§ Text for analysis:
Sensor networks have many applications, for example in security systems, environmental and industrial monitoring, military and biomedical applications. In many of these applications it is not possible to connect sensors using wires, for which reason the use of wireless sensor networks may be used.
The monitoring and detection of vehicles, humans and other similar objects is a complicated task since reliable identification and monitoring requires a high number of sensors placed in each other's proximity. For this reason arises a demand for a wireless sensor network, which consists of cheap sensors with low energy requirements.
In U.S. Pat. No. 6,208,247 compact wireless sensor stations are described, which can be connected to a network with other similar sensor stations and enable the measurement and analysis of vibration, infrared emission, sound or other signals specific to an intruder or a specific condition of the environment. Such sensor stations are embedded computers with low energy requirements and are equipped with at least one sensor, a microcontroller, wireless communication interface and an appropriate energy source. The network is formed using multi-hop ad-hoc networking principles, where the sensor stations also operate as routers and sensor stations can join and leave the network at runtime. Such sensor stations can be placed in selected locations manually or from vehicles, including deployment from aerial and water vehicles. The sensor stations are programmed to organize into a network that employs decentralized control, meaning that there is no requirement for a central control centre.
In U.S. Pat. No. 6,208,247 the sensor stations contain at least one appropriate sensor, by means of which analog signals are converted to digital signals and which selected power spectrum is compared to a sample spectrum stored in the sensor station (which may mean the existence or not existence of an alarm). As a result of the comparison the sensor station makes an appropriate decision—takes no action, wakes up the processor from the energy saving mode and executes an additional signal processing step; starts the communication module and forwards the spectrum, forwarding the unprocessed signal. The sensor stations can be reprogrammed if required, for example new sample spectrums could be loaded to the sensor station or the sensor stations could be programmed for a longer period of activity. For communication with other sensor stations a short range multihop TDMA communication scheme is used which allows reducing energy consumption and using a small number of channels for communication. The addition and removal of sensor stations is performed easily and automatically.
The described prior art solution has a range of shortcomings. One of the most critical aspects of wireless sensor networks is the energy consumption, most of the energy being consumed by the communication interface and the microcontroller. The prior art solution assumes that the sensor stations are constantly able to receive messages from nearby sensor stations which means that the sensor stations are constantly in a mode where they consume a substantial amount of power. The decisions are made in each sensor station based on the sensor readings of the sensor station, which means that in case of each alarm the data is forwarded, not taking into consideration the sensor readings acquired by other similar or dissimilar sensor stations, which potentially may increase the number of false alarms and also the amount of data sent out by the sensor stations and the amount of energy consumed by the network. Similarly the solution is designed to communicate the information to a central location, regardless if it was a false alarm or not. If the alarm was detected by several sensor stations the information is sent out to a central location autonomously by all such sensor stations.

§ Source information:

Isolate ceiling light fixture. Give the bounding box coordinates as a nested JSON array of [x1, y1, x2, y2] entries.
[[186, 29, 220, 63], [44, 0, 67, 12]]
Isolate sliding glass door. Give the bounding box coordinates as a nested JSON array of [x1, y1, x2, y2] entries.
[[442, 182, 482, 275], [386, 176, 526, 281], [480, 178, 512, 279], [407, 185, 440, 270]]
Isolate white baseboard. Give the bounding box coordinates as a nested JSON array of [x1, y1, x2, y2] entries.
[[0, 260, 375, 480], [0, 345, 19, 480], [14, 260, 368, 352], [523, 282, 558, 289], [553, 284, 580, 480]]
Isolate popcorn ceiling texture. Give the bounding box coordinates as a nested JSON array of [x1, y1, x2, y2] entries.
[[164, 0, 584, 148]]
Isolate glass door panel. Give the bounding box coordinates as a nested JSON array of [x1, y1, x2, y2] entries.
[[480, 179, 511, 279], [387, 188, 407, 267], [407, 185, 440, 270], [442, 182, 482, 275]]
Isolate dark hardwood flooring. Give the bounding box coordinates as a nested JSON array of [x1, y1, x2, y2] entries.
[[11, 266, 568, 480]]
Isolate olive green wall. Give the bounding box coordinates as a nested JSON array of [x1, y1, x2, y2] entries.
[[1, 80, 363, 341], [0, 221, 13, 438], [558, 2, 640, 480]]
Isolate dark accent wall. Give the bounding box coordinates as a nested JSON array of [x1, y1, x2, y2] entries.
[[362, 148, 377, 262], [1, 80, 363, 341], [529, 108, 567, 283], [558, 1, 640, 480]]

§ Work instruction 1: In the text about wireless sensor networks, which parts of a sensor station use most of the energy?
§ Work instruction 2: Write out the part of the text about wireless sensor networks that begins at the words "Sensor networks have" and ends after the words "may be used.".
Rely only on the text about wireless sensor networks, not on the records.

§ Task output 1: The communication interface and the microcontroller.

§ Task output 2:
Sensor networks have many applications, for example in security systems, environmental and industrial monitoring, military and biomedical applications. In many of these applications it is not possible to connect sensors using wires, for which reason the use of wireless sensor networks may be used.